— Start —
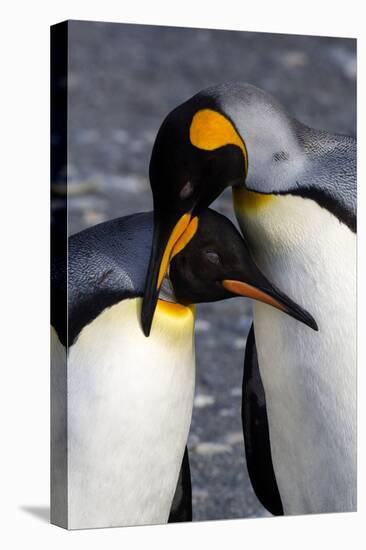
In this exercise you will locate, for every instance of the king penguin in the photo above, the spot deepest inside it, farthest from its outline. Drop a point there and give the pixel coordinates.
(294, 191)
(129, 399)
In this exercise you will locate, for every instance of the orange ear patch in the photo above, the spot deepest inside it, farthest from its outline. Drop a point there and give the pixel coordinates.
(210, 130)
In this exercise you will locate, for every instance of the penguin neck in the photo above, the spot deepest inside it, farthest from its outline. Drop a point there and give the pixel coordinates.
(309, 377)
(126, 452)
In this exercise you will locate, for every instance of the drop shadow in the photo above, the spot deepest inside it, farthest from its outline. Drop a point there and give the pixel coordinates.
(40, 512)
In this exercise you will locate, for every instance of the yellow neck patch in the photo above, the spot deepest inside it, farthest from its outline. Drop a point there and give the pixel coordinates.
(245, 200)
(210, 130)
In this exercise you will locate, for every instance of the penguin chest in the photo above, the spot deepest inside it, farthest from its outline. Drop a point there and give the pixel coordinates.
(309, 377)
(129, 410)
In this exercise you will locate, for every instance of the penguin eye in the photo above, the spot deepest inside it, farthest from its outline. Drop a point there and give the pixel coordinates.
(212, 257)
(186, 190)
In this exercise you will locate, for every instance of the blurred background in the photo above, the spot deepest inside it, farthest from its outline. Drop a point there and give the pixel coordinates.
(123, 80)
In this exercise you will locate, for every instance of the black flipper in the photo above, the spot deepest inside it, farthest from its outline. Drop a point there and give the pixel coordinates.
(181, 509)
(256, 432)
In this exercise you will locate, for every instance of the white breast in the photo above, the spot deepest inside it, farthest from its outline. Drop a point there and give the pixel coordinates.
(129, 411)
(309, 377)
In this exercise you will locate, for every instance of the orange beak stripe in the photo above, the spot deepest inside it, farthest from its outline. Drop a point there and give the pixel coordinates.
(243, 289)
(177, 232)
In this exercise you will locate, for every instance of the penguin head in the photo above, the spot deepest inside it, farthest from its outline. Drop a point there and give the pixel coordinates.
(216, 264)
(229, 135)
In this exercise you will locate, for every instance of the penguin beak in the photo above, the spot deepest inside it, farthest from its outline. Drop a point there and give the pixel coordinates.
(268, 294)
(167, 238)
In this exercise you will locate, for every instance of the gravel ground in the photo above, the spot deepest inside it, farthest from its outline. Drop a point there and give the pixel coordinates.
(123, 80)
— End —
— Start —
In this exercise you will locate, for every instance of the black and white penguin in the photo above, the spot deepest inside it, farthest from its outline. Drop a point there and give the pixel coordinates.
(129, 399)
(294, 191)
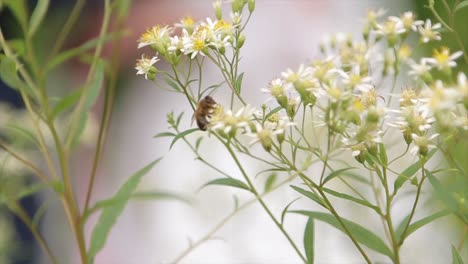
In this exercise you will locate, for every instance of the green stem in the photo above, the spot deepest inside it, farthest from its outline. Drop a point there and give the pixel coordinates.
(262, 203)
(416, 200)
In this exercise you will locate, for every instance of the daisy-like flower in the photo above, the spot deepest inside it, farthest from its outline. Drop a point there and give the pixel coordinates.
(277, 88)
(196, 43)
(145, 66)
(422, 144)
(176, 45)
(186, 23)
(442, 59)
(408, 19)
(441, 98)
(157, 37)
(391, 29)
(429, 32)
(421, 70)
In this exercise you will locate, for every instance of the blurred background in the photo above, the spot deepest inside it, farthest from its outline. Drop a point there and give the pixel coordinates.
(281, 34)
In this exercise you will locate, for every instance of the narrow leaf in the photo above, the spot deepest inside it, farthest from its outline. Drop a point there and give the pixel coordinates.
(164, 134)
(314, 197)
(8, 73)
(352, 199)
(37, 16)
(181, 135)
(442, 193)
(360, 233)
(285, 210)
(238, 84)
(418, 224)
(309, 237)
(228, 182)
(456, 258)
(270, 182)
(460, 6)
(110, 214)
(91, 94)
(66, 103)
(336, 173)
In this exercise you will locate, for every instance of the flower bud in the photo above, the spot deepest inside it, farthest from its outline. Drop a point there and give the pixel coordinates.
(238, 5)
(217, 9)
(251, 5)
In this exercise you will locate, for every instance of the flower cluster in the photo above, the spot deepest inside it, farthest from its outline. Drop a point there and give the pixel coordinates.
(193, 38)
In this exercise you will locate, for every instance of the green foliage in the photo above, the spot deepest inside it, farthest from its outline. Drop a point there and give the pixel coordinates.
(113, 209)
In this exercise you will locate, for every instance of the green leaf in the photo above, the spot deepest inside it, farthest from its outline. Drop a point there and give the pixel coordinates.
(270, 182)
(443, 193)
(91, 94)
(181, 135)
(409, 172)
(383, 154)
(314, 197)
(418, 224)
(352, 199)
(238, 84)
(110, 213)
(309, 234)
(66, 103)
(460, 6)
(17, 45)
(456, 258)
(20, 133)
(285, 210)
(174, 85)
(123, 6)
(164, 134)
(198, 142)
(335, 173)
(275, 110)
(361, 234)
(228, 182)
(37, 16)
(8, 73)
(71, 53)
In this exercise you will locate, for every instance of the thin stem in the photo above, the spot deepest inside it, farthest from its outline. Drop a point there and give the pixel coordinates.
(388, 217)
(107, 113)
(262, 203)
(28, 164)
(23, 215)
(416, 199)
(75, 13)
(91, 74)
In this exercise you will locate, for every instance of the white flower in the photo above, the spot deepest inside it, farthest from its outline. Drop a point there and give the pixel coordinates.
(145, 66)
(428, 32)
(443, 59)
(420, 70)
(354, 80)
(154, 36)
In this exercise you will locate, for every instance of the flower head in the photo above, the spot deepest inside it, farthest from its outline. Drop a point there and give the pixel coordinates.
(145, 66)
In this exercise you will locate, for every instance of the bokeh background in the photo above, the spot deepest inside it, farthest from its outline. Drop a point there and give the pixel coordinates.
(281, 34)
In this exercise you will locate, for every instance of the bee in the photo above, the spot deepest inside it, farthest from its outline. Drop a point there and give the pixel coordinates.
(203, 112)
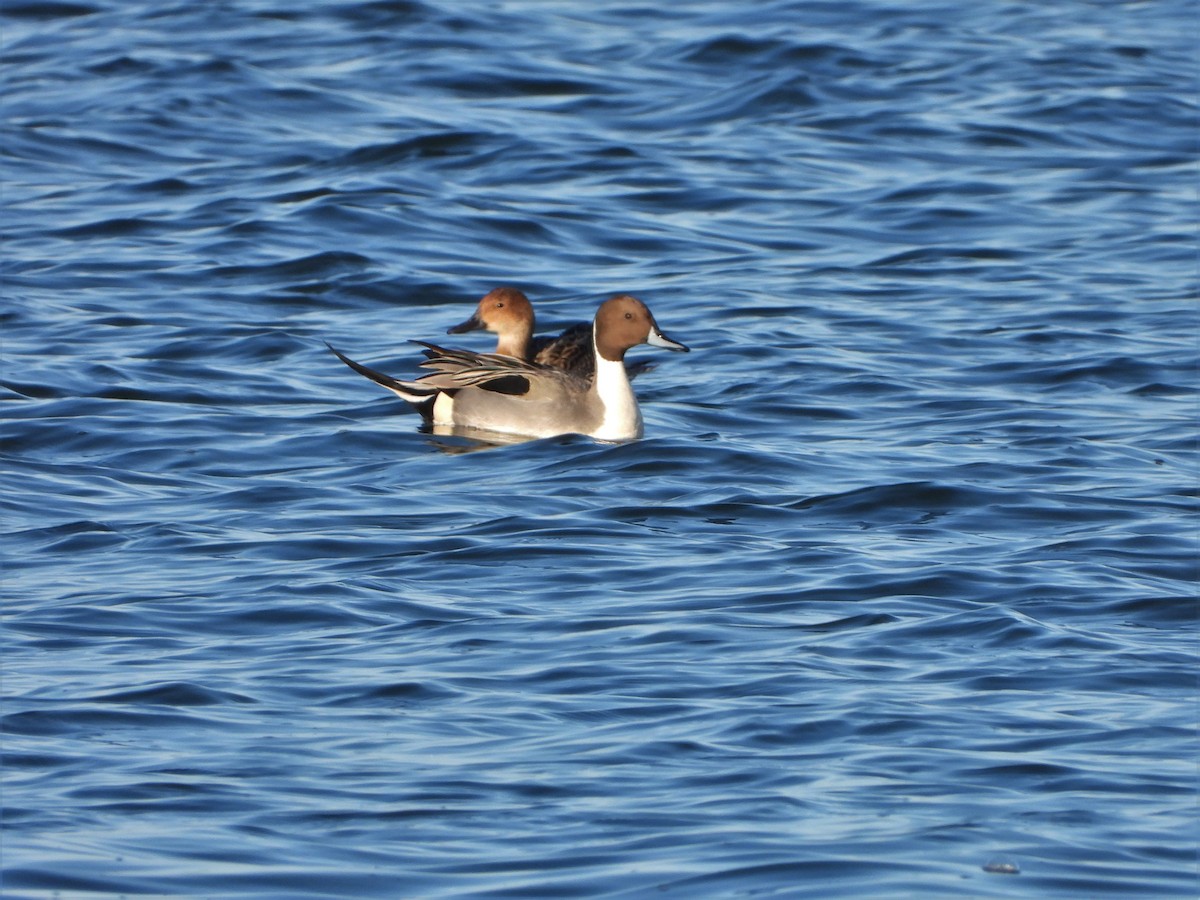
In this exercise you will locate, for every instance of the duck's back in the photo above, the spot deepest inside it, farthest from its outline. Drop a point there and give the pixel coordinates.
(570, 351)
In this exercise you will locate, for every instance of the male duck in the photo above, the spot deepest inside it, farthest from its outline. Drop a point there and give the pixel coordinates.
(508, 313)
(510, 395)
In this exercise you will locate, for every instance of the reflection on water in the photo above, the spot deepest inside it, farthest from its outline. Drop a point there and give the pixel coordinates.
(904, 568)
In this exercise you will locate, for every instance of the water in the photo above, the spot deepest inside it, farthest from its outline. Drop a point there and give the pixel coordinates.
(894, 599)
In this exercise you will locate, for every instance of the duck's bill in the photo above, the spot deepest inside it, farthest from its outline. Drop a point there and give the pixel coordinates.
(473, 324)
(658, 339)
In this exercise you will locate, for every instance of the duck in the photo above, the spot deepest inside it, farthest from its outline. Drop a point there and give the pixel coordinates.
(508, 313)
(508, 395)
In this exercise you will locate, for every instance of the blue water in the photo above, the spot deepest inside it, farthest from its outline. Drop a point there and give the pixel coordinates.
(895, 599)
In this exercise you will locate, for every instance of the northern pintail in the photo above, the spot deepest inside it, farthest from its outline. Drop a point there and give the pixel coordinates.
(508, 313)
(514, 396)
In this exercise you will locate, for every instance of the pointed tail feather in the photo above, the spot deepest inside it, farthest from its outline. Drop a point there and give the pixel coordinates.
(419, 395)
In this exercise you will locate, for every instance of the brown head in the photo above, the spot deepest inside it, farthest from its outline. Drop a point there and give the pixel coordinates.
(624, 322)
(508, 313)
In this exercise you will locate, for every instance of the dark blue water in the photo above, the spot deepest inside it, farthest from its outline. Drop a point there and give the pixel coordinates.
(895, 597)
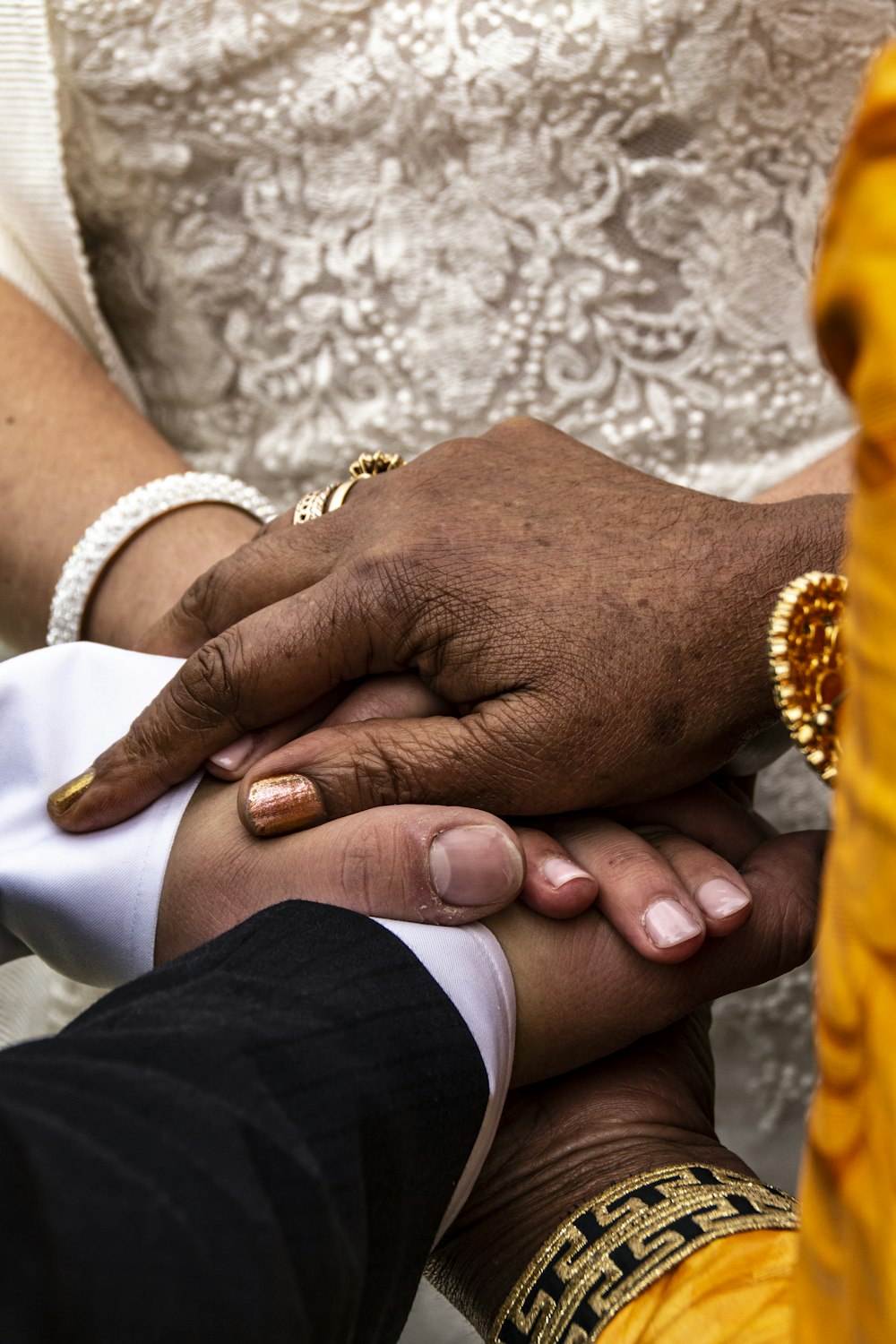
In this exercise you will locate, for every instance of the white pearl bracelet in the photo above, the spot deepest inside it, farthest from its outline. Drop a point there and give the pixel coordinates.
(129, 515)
— End —
— Start —
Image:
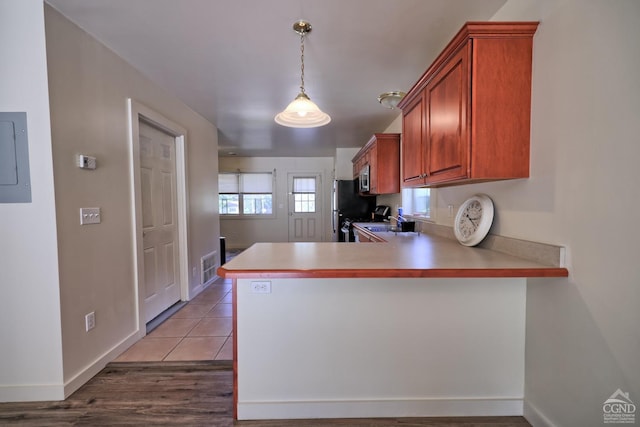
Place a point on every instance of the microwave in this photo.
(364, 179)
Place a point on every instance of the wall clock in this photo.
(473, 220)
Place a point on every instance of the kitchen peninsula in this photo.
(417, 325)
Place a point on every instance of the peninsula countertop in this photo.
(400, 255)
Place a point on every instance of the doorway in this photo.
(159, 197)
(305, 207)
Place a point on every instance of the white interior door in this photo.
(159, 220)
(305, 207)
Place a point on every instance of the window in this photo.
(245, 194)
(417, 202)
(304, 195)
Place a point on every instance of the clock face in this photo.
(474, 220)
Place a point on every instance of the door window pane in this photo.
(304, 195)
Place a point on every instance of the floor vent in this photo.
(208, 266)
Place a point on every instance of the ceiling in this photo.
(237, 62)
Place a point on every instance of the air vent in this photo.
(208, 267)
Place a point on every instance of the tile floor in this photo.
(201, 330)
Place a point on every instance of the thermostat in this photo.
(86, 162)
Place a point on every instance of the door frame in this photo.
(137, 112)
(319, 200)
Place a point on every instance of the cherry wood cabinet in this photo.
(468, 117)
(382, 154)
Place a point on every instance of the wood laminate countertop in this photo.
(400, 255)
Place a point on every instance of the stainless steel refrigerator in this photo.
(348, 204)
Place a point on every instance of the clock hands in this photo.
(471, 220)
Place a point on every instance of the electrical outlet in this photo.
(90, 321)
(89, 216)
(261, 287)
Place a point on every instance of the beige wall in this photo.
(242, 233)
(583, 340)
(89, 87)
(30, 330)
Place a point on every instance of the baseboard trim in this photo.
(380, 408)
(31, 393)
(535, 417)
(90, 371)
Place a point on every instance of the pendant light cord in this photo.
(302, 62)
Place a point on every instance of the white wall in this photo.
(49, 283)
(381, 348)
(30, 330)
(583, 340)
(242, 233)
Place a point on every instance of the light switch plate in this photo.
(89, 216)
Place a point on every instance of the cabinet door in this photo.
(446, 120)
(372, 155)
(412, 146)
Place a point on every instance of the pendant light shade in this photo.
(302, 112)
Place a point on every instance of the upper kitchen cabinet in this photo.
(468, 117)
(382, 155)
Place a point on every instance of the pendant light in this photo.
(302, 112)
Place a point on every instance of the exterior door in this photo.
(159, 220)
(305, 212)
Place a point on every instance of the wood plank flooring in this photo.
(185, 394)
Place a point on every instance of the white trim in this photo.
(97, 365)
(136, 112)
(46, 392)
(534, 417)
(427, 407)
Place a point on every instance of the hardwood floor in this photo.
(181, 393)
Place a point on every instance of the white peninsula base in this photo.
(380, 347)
— End —
- [Task details]: How many lines in the records above contain the word "cabinet"? Reply with the number alone.

- [Response to this task]: 3